## 課題の目的
以下に掲げるコルシカ島滞在記の続きを、最後の一文の後から書き進めてください。

その光景を見ていたグザビエが後にこう言った。
「ね、見たでしょう。あれが『コルシカ島民のエスプリ』ってやつだよ。
『私は正しい。馬鹿なのはそっち」ってことさ」
確かに、日本だったら店員が客にあのような態度を示すことはありえないだろうと思う。

 コルシカ島の人々が尊大だと言いたいわけではない。彼らの大部分は観光客に慣れているためか、丁寧で礼儀正しい。ちょっとすれ違う時にだってちゃんと「失礼」と言う。ただ、やはりあくまで私たちは「よそ者」であり、彼らの土地をほんの少しのあいだ間借りしているに過ぎないのだと、私たちは折に触れて実感することになる。

 別荘に到着した翌日、川遊びでもしようかという話になった。アランの足首の怪我が懸念されたが、ゆっくりではあるものの、もう松葉杖なしで歩けるという。ではということで、ついでに食料や薬など必要なものを買いに行くため、近くの村まで行くことになった。

地元民でにぎわうカフェ

 買い物のついでにカフェに寄ることにした。おそらくそれは村に一軒、二軒あるかないかのカフェバーであろう。観光客というより地元住民らしき人々が目立つ。山を背にしたカフェテラスで飲み物を注文し、空気を胸いっぱいに吸い込む。昨日は旅の疲れが勝っていたが、こうしてゆったりと落ち着いて座っていると、なんだか細胞の隅々にまで新しいエネルギーが満ちてくるようだ。
 会計の時、店内の椅子にどっしりと構えている店主らしき女性に声をかけられた。昔はおそらく綺麗なブロンドだったのだろう、陽に当たって白っぽくなった髪をヘアバンドで止め、豊満な躰を黒いレースのカーディガンで覆っている。
「どこから来たの?キャンプでもしに来たのかい?」
「ああ、いえ、キャンプではないんですけど、ちょっとこれから川に行く予定で…」
「川?なんていう川だい?」
「えーと…」
ただでさえ地理感覚のない私である(マダガスカル島とシチリア島を混同するなど日常茶飯事だ)。初めて訪れる土地の小さな村の川の名前など憶えているはずがない。
するとグザビエがやってきて助け船を出してくれた。

「僕らの家族がコルシカ島の出身なので、その関係で別荘を借りてここに来ているんです」
「家族?誰だい?あたしの知っている人かねえ?」

## 参考資料
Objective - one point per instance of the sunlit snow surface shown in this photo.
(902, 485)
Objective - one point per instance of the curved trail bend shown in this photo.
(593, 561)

## 解答
そこから誰それの家族がどうだとか話に花が咲き、女性はおもむろに店の隅に立てかけてあった写真を取り出した。
「ね、いい男だろ?あたしの主人さ。もう亡くなって随分経つけれどね」
話が長くなりそうだったので私は途中で失礼してお手洗いに行ったが、グザビエはその後も店主の話に付き合わされたらしい。家族によろしくと、それから木曜日の晩に開催される村のパーティーに来てくれと女性は何度も言ってくれた。そして私たちはそのカフェを後にした。

とある小川にて。水が透き通っている。

 そこからまた車に戻り、目のくらむような渓谷に囲まれた道をうねうねと下っていくと、道中のあちこちに美しい小川が流れているのが見えた。コルシカ島は自然に恵まれている。海も山も川も、みんないっぺんにそこにあって、何もかもを見たいから目がぐるぐると忙しい。
 適当なスポットに車を止め、岩場をそろそろと降り、いよいよ水の宮殿に足を踏み入れる。アランは川辺まで行かず、近くの岩場で待機しているという。私もあまり体調がよくなかったので、足先だけを水に浸たすに留める。水は透き通っていて、はっとするほど冷たい。水底の小石の色でさえ鮮やかに浮かび上がって見える。こんな風に川の水に足を入れるなんて何十年ぶりだろうと私はぼんやり考えていた。

 グザビエは文字通り水を得た魚のごとく、光のあふれる水の中へとどんどん入ってゆく。その光景があまりにも生き生きとしていたので、私もつい、もっと深くまで進んでみたくなった。しかしほんの少しならいいだろうと小岩に足をかけたのがいけなかった。藻のへばりついた岩はぬるぬるしていて、私は足を滑らせ、水の中に落ちた。しかも不用心極まりないことに、ズボンのポケットに携帯電話を入れたままだった。
「あー!携帯が!携帯が!」と叫びながら水の中でもがく私を撮影した動画は、アランの手中に永遠に収められることとなる。幸いなことに、携帯電話は無事だった。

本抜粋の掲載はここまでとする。